» **What this task involves**
In the data below, render everything from the line containing "The scan above contains the man with red" down to the line containing "[327,144,437,389]", both lines included, as a JSON list of strings with one string per line and blank lines omitted.
***** Material provided
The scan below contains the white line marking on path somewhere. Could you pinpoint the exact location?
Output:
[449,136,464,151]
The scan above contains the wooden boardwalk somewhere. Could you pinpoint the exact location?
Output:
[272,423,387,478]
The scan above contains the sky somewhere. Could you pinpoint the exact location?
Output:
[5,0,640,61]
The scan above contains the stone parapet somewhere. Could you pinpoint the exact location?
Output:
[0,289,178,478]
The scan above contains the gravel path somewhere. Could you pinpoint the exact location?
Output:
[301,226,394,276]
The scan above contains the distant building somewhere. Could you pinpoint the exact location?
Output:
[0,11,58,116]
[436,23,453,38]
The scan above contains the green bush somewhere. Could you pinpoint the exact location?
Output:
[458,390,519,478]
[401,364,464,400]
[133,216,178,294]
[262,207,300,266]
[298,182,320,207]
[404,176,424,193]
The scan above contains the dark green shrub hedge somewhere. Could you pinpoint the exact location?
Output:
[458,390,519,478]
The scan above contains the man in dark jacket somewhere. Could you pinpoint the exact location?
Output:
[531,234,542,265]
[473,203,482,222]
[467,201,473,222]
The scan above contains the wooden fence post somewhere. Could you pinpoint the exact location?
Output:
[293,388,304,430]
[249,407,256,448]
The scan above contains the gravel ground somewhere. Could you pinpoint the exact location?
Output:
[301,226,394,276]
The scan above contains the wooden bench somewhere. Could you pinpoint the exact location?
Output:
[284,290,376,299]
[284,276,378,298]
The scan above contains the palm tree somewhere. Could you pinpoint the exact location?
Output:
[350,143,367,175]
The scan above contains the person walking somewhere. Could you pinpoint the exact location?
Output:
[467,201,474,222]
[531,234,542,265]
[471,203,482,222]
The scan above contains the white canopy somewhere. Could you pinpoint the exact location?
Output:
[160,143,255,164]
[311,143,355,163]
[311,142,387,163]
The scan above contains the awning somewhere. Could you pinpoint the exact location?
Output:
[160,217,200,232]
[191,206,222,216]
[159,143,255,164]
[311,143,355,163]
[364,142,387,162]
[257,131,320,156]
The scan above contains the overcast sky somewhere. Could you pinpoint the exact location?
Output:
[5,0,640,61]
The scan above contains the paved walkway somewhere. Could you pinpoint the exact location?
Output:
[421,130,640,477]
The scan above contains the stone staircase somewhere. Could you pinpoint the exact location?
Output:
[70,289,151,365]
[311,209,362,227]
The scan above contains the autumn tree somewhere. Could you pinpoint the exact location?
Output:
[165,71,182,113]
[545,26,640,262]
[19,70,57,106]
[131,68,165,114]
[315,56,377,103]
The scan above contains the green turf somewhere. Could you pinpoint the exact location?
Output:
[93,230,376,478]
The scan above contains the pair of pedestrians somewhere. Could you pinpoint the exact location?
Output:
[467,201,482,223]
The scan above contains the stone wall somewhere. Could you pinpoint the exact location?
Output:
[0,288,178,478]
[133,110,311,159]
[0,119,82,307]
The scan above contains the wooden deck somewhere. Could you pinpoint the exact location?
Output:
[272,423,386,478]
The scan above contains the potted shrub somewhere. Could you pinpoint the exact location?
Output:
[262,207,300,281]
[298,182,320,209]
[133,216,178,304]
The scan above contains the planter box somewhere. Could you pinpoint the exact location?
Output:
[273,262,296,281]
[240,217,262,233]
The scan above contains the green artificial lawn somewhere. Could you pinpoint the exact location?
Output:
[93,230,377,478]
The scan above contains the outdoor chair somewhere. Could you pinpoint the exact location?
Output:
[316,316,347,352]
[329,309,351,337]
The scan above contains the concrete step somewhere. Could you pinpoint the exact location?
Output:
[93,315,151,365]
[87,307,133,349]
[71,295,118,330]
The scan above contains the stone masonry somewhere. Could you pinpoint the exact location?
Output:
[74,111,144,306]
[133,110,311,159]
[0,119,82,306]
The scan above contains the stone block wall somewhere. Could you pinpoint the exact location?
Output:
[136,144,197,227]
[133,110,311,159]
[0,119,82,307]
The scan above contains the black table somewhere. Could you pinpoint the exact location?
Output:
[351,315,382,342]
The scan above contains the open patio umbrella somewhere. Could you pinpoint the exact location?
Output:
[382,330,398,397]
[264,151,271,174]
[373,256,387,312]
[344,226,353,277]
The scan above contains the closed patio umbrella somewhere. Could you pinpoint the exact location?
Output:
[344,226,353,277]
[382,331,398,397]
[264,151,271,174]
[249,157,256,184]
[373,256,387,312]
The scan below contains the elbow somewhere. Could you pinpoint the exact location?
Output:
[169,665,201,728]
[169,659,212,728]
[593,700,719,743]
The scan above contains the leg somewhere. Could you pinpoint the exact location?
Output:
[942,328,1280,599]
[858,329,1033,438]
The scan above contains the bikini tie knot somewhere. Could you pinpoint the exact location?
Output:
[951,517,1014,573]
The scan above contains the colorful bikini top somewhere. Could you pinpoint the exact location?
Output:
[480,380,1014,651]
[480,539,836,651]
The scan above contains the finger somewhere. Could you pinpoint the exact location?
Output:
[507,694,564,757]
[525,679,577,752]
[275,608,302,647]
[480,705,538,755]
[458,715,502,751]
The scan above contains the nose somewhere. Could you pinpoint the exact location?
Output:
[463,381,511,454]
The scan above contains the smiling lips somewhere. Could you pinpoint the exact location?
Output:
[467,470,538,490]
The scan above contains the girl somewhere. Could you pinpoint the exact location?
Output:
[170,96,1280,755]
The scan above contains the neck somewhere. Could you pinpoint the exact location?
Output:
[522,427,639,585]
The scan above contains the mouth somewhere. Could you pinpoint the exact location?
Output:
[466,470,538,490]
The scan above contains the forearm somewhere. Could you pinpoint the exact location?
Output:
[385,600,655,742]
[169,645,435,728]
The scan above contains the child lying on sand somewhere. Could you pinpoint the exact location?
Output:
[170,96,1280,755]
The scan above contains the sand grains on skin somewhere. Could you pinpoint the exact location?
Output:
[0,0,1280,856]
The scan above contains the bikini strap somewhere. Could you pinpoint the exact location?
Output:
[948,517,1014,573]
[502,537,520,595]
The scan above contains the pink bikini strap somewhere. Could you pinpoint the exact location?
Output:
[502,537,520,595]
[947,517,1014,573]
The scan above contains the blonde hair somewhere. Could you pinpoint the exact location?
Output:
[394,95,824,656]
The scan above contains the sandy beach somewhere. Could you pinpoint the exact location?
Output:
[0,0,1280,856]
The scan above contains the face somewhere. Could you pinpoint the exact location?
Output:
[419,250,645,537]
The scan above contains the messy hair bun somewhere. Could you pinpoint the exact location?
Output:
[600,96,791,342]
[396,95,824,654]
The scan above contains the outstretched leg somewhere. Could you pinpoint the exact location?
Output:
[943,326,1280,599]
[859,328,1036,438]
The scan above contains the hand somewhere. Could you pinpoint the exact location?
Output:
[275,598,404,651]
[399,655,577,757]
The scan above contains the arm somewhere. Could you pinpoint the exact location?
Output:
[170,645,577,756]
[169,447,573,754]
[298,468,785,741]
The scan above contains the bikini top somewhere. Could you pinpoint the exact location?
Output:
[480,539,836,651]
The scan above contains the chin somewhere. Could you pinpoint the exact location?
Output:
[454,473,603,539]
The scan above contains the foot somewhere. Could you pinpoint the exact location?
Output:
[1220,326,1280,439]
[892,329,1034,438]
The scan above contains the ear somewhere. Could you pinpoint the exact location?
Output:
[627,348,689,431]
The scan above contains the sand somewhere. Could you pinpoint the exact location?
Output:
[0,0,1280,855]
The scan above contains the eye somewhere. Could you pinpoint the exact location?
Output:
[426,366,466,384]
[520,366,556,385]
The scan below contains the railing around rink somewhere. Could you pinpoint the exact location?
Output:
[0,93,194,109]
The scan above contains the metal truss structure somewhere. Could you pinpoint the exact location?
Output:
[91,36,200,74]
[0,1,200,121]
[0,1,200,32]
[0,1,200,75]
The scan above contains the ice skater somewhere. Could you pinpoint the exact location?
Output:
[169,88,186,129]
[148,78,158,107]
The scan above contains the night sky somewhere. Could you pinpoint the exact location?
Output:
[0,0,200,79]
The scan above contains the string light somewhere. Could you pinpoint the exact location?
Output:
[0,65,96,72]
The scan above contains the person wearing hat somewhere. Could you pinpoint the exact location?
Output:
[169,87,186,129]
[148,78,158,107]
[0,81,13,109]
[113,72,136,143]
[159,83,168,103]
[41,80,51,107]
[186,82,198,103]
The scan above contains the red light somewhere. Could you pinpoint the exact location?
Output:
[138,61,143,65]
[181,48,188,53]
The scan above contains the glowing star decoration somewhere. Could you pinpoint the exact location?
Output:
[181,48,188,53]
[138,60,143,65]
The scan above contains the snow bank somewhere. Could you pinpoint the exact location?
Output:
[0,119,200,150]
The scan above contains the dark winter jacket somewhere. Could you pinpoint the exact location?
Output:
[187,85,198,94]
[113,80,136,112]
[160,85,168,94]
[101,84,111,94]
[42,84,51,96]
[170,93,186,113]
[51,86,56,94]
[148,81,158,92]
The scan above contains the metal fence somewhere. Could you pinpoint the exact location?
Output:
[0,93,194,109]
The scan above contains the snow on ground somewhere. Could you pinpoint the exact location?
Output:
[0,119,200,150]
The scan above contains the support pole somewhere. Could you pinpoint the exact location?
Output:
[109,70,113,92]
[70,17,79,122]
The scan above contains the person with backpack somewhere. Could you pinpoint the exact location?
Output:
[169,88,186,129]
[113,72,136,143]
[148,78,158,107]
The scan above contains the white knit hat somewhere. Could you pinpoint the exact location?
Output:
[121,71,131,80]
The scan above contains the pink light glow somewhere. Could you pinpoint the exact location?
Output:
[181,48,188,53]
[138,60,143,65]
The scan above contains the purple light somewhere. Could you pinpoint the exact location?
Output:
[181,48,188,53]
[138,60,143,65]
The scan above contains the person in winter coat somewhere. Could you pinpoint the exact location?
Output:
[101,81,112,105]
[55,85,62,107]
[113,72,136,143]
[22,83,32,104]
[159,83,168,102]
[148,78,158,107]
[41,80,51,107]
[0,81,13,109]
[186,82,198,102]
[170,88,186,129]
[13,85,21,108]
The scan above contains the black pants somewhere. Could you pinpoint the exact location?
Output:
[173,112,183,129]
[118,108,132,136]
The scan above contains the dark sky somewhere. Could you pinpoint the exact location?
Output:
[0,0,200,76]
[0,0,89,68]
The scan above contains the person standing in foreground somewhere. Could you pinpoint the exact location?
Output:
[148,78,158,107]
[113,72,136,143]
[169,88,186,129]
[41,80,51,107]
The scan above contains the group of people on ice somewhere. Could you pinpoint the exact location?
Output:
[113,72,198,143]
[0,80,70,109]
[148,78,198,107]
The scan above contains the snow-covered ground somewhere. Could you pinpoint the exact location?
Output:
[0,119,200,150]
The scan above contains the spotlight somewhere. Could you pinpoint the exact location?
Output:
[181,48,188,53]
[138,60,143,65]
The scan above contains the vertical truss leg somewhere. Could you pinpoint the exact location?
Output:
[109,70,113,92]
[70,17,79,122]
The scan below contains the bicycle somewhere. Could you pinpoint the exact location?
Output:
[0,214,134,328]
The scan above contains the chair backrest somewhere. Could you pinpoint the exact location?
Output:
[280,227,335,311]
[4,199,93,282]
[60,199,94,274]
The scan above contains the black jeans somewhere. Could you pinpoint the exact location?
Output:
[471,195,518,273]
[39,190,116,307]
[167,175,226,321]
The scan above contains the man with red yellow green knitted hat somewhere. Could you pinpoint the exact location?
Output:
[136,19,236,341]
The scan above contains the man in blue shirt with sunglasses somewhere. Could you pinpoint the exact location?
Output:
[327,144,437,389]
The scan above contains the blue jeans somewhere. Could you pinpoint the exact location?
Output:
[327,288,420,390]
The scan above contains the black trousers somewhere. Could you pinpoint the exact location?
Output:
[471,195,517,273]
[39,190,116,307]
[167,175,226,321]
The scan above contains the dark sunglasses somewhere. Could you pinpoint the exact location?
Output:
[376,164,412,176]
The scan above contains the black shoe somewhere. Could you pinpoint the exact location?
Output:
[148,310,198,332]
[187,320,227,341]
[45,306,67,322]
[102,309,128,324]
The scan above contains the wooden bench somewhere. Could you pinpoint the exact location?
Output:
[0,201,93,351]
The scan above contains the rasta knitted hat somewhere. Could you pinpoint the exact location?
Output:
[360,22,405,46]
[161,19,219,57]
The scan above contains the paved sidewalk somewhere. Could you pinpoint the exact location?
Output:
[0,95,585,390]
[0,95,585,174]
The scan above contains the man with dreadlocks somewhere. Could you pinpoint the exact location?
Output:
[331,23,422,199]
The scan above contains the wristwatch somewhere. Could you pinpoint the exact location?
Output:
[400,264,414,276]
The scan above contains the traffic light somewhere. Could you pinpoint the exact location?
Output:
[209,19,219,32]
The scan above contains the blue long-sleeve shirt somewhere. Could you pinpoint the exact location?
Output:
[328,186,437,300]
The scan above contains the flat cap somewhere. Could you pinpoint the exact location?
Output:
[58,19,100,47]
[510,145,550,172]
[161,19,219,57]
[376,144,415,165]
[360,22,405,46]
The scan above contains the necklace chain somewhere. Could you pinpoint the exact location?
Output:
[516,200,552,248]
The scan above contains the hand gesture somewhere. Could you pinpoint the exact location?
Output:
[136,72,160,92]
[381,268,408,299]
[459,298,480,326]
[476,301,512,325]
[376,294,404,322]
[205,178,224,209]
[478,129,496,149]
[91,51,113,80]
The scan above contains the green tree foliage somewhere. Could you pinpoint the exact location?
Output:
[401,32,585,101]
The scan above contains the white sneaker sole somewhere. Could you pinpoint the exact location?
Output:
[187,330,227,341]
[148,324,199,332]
**********
» **Exercise answer**
[
  "The scan above contains the man with red yellow green knitted hat somewhere. Could you pinpoint the exact location?",
  "Output:",
  "[136,19,236,341]",
  "The scan above contains the man in blue shirt with sunglasses somewhere. Could you pinpoint the exact location?",
  "Output:",
  "[327,144,437,389]"
]